SOURCE DOCUMENT

══════════

I’ve written about writer’s block a few times, and the reason why is because I know the feeling of hating your own writing and being super self conscious about it. Writer’s anxiety is a real thing, and it’s often a major contributor to the dreaded block. And one of the biggest causes of writer’s anxiety is…well, thinking the very premise of your book sounds stupid, or that no one will ever want to read it. So if you’re a writer who thinks your in-progress fantasy novel sounds stupid, how do you reconcile those feelings and push through anyway? Ultimately, only you can push through that block, but that doesn’t mean there aren’t tools and strategies you can use to put you in the right mindset. Here are some tips to overcome that anxiety to help you on your journey. Let’s begin. I would like to thank my beloved Patrons for this post: Kevin Pledger, Mister Lost, Laura Moses, Garrison Dinsmore, and Essi V. Stelander! Become a Pasta on Patron to get a chance to vote for what you see on The Angry Noodle next!

══════════

INFORMATION PROVIDED

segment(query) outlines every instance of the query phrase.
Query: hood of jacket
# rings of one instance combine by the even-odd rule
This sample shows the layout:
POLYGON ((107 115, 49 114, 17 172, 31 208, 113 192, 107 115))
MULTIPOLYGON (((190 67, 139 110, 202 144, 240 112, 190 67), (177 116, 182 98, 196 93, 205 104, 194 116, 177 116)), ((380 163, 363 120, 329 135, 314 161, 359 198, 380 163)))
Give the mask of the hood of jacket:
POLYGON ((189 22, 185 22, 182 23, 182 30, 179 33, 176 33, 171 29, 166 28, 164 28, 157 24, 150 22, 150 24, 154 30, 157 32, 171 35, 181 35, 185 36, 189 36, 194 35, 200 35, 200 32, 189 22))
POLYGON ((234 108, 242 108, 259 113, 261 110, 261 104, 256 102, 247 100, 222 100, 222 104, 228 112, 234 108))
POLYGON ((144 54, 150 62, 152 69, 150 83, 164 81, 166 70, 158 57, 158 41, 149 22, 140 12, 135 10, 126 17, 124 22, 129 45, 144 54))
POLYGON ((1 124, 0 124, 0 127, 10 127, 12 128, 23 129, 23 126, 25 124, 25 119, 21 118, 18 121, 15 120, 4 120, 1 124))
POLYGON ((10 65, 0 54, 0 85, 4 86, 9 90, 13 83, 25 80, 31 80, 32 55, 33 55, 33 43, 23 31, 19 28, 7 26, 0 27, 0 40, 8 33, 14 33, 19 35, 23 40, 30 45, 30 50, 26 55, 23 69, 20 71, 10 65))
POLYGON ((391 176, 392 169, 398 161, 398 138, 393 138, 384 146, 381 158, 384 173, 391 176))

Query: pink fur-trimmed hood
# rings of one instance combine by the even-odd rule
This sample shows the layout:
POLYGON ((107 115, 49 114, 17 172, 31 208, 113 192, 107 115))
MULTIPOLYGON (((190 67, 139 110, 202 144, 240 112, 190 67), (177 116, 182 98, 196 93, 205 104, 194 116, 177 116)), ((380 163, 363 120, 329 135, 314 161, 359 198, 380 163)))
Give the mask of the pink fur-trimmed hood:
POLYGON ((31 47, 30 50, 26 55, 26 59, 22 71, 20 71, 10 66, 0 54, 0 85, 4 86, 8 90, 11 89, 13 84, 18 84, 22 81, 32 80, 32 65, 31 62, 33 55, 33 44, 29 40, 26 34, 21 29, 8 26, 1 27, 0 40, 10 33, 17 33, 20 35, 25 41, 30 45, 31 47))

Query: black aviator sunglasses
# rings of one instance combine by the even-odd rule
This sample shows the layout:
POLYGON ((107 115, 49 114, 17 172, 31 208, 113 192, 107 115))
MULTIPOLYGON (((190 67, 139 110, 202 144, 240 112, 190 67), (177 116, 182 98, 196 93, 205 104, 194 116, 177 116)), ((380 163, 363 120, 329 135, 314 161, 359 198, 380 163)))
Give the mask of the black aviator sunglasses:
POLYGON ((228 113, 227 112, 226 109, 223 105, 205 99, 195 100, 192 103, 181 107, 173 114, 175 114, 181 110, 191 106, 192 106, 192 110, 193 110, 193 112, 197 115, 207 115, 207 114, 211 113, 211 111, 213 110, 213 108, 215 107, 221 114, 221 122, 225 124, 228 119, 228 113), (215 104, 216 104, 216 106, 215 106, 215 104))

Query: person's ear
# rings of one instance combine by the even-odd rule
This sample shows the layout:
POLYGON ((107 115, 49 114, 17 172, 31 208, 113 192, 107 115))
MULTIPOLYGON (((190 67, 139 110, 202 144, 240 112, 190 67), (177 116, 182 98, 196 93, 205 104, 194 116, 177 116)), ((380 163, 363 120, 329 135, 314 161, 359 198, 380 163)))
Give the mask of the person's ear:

══════════

PROBLEM STATEMENT
Answer these from the writer's anxiety post:
(a) What does it name as one of the biggest causes of writer's anxiety?
(b) What genre is the in-progress novel it mentions?
(c) What does becoming a Pasta on Patron give a chance to do?
Draw only on the writer's anxiety post when answering.

RESPONSE TO THIS TASK
(a) Thinking the very premise of your book sounds stupid, or that no one will ever want to read it.
(b) Fantasy.
(c) Vote for what you see on The Angry Noodle next.